DIRECTION >>
Can you render the rows below as a numbered list, leaving out any blank lines?

* Begin *

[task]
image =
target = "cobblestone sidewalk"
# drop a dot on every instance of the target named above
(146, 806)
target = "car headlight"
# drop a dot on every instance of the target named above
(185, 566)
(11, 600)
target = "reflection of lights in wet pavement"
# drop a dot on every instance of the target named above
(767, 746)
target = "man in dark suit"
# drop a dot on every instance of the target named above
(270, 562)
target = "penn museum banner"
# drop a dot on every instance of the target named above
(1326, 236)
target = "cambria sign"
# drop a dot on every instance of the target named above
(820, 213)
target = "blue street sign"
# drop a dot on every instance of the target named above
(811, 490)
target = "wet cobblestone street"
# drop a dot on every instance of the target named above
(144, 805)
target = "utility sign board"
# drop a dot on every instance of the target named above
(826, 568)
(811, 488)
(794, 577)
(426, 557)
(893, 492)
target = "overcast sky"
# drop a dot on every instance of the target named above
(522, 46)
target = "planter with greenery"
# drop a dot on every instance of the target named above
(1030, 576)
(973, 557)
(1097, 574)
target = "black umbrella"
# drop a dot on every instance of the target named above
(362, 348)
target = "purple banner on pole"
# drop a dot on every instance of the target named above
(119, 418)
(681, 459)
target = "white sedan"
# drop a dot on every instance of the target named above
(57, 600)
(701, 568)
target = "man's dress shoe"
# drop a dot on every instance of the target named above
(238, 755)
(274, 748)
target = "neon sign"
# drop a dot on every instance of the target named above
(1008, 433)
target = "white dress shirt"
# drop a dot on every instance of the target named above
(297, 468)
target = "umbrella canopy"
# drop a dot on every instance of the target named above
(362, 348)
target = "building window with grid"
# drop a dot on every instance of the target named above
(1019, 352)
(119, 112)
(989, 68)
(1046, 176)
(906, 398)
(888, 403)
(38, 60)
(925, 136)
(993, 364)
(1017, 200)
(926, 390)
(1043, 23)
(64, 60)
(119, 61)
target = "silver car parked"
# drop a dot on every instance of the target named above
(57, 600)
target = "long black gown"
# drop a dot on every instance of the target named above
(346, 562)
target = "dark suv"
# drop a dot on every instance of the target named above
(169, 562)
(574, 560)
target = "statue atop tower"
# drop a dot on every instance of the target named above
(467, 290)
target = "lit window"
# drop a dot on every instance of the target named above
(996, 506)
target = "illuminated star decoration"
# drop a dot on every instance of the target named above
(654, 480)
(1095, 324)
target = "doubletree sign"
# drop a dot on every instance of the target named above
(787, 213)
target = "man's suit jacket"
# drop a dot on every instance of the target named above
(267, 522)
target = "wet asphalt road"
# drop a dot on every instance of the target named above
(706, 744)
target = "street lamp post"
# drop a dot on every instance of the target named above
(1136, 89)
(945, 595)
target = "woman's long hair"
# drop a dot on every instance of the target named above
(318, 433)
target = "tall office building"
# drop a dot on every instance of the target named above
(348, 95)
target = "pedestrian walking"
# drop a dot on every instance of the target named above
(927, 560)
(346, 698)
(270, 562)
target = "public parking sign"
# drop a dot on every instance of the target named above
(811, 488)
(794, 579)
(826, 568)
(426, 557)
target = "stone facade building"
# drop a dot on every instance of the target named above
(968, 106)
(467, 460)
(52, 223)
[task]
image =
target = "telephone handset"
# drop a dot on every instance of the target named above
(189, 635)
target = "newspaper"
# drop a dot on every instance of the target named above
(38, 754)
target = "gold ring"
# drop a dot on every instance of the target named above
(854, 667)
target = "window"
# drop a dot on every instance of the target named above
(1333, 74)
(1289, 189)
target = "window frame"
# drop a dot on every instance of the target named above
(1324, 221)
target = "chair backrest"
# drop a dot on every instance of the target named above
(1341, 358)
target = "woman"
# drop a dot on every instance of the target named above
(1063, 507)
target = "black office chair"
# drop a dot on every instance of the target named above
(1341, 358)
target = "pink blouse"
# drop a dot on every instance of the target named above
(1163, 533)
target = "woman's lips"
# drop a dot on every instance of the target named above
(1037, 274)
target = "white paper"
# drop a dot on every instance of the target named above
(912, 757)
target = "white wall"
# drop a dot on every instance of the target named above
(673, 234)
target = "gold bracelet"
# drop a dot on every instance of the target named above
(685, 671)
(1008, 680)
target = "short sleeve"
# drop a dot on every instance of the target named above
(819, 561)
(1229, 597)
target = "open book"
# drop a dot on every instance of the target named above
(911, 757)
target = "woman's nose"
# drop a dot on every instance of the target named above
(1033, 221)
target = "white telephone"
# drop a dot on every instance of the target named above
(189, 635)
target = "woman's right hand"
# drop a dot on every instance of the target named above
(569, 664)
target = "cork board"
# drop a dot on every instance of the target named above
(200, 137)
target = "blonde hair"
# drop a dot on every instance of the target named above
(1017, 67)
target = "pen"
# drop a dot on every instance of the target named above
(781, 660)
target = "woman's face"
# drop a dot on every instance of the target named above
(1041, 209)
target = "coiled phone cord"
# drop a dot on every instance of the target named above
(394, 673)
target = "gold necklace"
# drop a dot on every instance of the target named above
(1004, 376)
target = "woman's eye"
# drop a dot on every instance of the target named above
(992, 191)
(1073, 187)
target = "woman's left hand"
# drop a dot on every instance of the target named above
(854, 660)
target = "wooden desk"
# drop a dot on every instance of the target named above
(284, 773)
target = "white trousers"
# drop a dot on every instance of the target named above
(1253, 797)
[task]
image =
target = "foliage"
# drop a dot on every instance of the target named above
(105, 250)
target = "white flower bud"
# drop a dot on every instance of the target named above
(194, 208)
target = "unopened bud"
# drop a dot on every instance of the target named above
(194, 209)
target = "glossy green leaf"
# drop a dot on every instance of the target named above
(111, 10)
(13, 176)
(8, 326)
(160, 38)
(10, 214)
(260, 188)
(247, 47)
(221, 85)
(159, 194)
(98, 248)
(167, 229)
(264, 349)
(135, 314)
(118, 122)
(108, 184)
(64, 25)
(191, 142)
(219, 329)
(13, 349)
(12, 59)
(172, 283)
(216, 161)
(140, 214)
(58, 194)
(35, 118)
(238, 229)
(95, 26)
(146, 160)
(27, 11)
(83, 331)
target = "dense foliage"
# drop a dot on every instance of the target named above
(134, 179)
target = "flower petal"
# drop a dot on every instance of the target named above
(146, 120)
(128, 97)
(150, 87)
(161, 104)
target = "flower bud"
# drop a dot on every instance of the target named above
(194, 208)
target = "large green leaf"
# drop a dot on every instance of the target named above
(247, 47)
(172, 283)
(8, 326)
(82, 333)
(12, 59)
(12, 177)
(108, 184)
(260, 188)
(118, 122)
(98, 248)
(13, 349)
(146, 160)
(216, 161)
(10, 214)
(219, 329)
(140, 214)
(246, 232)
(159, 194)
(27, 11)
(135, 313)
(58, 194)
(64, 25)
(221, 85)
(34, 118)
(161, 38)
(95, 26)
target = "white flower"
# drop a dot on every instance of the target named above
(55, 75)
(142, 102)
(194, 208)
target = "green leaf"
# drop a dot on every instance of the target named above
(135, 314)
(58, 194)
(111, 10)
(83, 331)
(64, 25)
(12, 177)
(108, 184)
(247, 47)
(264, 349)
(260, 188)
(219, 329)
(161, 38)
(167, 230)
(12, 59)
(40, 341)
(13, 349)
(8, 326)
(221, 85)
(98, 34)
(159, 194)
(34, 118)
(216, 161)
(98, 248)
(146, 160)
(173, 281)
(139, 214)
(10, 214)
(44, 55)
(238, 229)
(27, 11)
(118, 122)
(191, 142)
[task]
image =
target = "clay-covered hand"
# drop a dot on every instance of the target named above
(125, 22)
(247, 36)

* End *

CORRECT RESPONSE >>
1. [task]
2. image =
3. target = "cobblestone sidewalk"
4. # drop a dot on every instance of the target named above
5. (146, 806)
6. target = "car headlight"
7. # drop a dot on every instance of the target named above
8. (185, 566)
9. (11, 600)
10. target = "reflection of lights in wet pavement"
11. # drop a dot on every instance of the target named above
12. (767, 746)
13. target = "man in dark suit"
14. # drop a dot on every instance of the target named above
15. (270, 562)
16. target = "penn museum banner"
17. # drop a dot on every instance of the target named above
18. (1326, 236)
19. target = "cambria sign"
20. # drop a dot on every instance of the target named above
21. (820, 213)
22. target = "blue street sign"
23. # drop a dot on every instance of the target named above
24. (811, 490)
25. target = "wet cobblestone street"
26. # drop a dot on every instance of the target named above
27. (144, 805)
28. target = "utility sign board"
29. # drop a dot on every instance of the target named above
30. (826, 568)
31. (811, 488)
32. (794, 577)
33. (426, 557)
34. (893, 492)
35. target = "overcast sky"
36. # drop a dot on every instance of the target named above
37. (522, 46)
38. target = "planter with greenery"
39. # drop a dot on every instance of the target named above
40. (1030, 576)
41. (973, 557)
42. (1097, 574)
43. target = "black umbrella"
44. # drop a dot on every instance of the target named above
45. (362, 348)
46. target = "purple banner on pole"
47. # drop a dot on every instance of the target named above
48. (119, 418)
49. (681, 459)
50. target = "white sedan"
51. # drop a dot on every instance of the target named above
52. (57, 600)
53. (701, 568)
54. target = "man's dress shoe"
55. # drop a dot on every instance of the target named above
56. (238, 755)
57. (274, 748)
58. target = "neon sign"
59. # drop a dot on every instance of the target named above
60. (1008, 433)
61. target = "white dress shirt"
62. # drop a dot on every instance of the target named above
63. (297, 468)
64. target = "umbrella canopy"
65. # drop a dot on every instance of the target named above
66. (362, 348)
67. target = "building window with grid"
68. # drop a dot on every instance of the target named above
69. (1019, 352)
70. (119, 112)
71. (989, 68)
72. (1046, 176)
73. (906, 398)
74. (888, 403)
75. (38, 60)
76. (925, 136)
77. (993, 364)
78. (1017, 200)
79. (926, 390)
80. (1043, 23)
81. (64, 60)
82. (119, 61)
83. target = "silver car parked"
84. # drop a dot on every instance of the target named above
85. (57, 600)
86. target = "long black gown"
87. # drop a dot on every instance of the target named above
88. (346, 562)
89. target = "dark suv"
90. # drop a dot on every instance of the target named above
91. (169, 562)
92. (574, 560)
93. target = "statue atop tower"
94. # drop a dot on every instance of the target named above
95. (467, 290)
96. target = "lit window"
97. # drop a dot on every instance of the target named above
98. (996, 506)
99. target = "illuminated star decoration"
100. # drop a dot on every instance of the target named above
101. (654, 480)
102. (1095, 324)
103. target = "doubletree sign"
104. # drop a dot on every instance of the target named above
105. (787, 213)
106. target = "man's suit jacket"
107. # drop a dot on every instance of the target named above
108. (267, 522)
109. target = "wet asphalt road"
110. # drop a dot on every instance of the target named above
111. (706, 744)
112. target = "street lamp post"
113. # drop a dot on every instance of the target named above
114. (1136, 89)
115. (945, 595)
116. target = "woman's long hair"
117. # drop a dot on every instance of the target named above
118. (318, 433)
119. target = "tall office building"
120. # drop a dot on every instance of the target named above
121. (348, 95)
122. target = "pedestrian walking"
123. # drop a dot on every instance of the target named above
124. (927, 560)
125. (346, 698)
126. (270, 562)
127. target = "public parking sign"
128. # drop a dot on every instance of the target named above
129. (811, 488)
130. (794, 579)
131. (826, 568)
132. (426, 557)
133. target = "stone facade building"
134. # drop a dot on every instance of the target named above
135. (968, 106)
136. (467, 460)
137. (52, 223)
138. [task]
139. image =
140. target = "telephone handset"
141. # drop a dot on every instance of the target named above
142. (189, 635)
143. target = "newspaper"
144. # drop a dot on every instance of the target named above
145. (38, 754)
146. target = "gold ring"
147. # drop a dot on every instance of the target named above
148. (854, 667)
149. target = "window"
150. # drop a dot on every instance of the target named above
151. (1333, 74)
152. (1289, 189)
153. target = "window frame"
154. # drop a dot on every instance of the target named above
155. (1324, 221)
156. target = "chair backrest"
157. # drop a dot on every instance of the target named above
158. (1341, 358)
159. target = "woman"
160. # drop a dot on every instance of the target named above
161. (1063, 507)
162. target = "black office chair"
163. # drop a dot on every instance of the target named above
164. (1341, 358)
165. target = "pink blouse"
166. # drop a dot on every instance of the target named above
167. (1163, 533)
168. target = "woman's lips"
169. # drop a dot on every instance of the target named above
170. (1037, 274)
171. target = "white paper"
172. # drop a dot on every instance of the target named above
173. (912, 757)
174. target = "white wall"
175. # drop a dot on every instance of the target named above
176. (673, 234)
177. target = "gold bracelet"
178. # drop a dot on every instance of the target named above
179. (685, 671)
180. (1008, 680)
181. target = "short sleeve"
182. # drop a dot on every instance of the target named above
183. (819, 561)
184. (1229, 597)
185. target = "open book"
186. # drop a dot on every instance of the target named above
187. (911, 757)
188. target = "woman's nose"
189. # drop a dot on every instance of the target named above
190. (1033, 221)
191. target = "white telephone"
192. # drop a dot on every instance of the target named above
193. (189, 635)
194. target = "woman's right hand"
195. # drop a dot on every instance of the target named above
196. (569, 664)
197. target = "cork board"
198. # drop a dot on every instance of the target named above
199. (200, 137)
200. target = "blonde hair"
201. # drop a dot on every instance of the target named above
202. (1017, 67)
203. target = "pen"
204. # drop a dot on every instance of the target named above
205. (781, 660)
206. target = "woman's face"
207. # drop a dot on every instance of the target named above
208. (1041, 209)
209. target = "coiled phone cord"
210. # drop a dot on every instance of the target named above
211. (394, 673)
212. target = "gold necklace"
213. # drop a dot on every instance of the target named above
214. (1004, 376)
215. target = "woman's eye"
216. # drop a dot on every instance of the target named above
217. (992, 191)
218. (1073, 187)
219. target = "woman's left hand"
220. # drop a dot on every instance of the target named above
221. (854, 660)
222. target = "wooden desk"
223. # drop a dot on every instance of the target named above
224. (284, 773)
225. target = "white trousers"
226. # drop a dot on every instance of the target named above
227. (1253, 797)
228. [task]
229. image =
230. target = "foliage"
231. # drop a dot on every instance of the target named above
232. (105, 250)
233. target = "white flower bud"
234. # drop a dot on every instance of the target named above
235. (194, 208)
236. target = "unopened bud"
237. # drop a dot on every instance of the target named above
238. (194, 209)
239. target = "glossy green leaf"
240. # drop a dot on every instance of the target named above
241. (111, 10)
242. (13, 176)
243. (8, 326)
244. (160, 38)
245. (10, 214)
246. (260, 188)
247. (247, 47)
248. (221, 85)
249. (159, 194)
250. (98, 248)
251. (167, 229)
252. (264, 349)
253. (135, 314)
254. (118, 122)
255. (108, 184)
256. (64, 25)
257. (191, 142)
258. (219, 329)
259. (13, 349)
260. (12, 59)
261. (172, 283)
262. (216, 161)
263. (140, 214)
264. (58, 194)
265. (35, 118)
266. (238, 229)
267. (95, 26)
268. (146, 160)
269. (27, 11)
270. (83, 331)
271. target = "dense foliage"
272. # drop a dot on every instance of the target named above
273. (134, 179)
274. target = "flower petal"
275. # drop a dot on every instance of the target named above
276. (146, 120)
277. (128, 97)
278. (150, 87)
279. (161, 104)
280. target = "flower bud"
281. # drop a dot on every instance of the target named above
282. (194, 208)
283. target = "large green leaf"
284. # drop a dot on every instance of the target named above
285. (247, 47)
286. (172, 283)
287. (8, 326)
288. (82, 333)
289. (12, 59)
290. (12, 177)
291. (108, 184)
292. (260, 188)
293. (118, 122)
294. (98, 248)
295. (13, 349)
296. (146, 160)
297. (216, 161)
298. (10, 214)
299. (219, 329)
300. (140, 214)
301. (246, 232)
302. (159, 194)
303. (27, 11)
304. (135, 313)
305. (58, 194)
306. (64, 25)
307. (221, 85)
308. (34, 118)
309. (161, 38)
310. (95, 26)
311. target = "white flower"
312. # drop a dot on every instance of the target named above
313. (55, 75)
314. (142, 102)
315. (194, 208)
316. target = "green leaf"
317. # drop a dot on every instance of the target named above
318. (135, 314)
319. (58, 194)
320. (111, 10)
321. (83, 331)
322. (64, 25)
323. (12, 177)
324. (108, 184)
325. (247, 47)
326. (264, 349)
327. (260, 188)
328. (219, 329)
329. (161, 38)
330. (167, 230)
331. (12, 59)
332. (40, 341)
333. (13, 349)
334. (8, 326)
335. (221, 85)
336. (98, 34)
337. (159, 194)
338. (34, 118)
339. (216, 161)
340. (98, 248)
341. (146, 160)
342. (173, 281)
343. (139, 214)
344. (10, 214)
345. (44, 55)
346. (238, 229)
347. (27, 11)
348. (118, 122)
349. (191, 142)
350. [task]
351. image =
352. target = "clay-covered hand"
353. # drop a dot on every instance of the target named above
354. (125, 22)
355. (247, 36)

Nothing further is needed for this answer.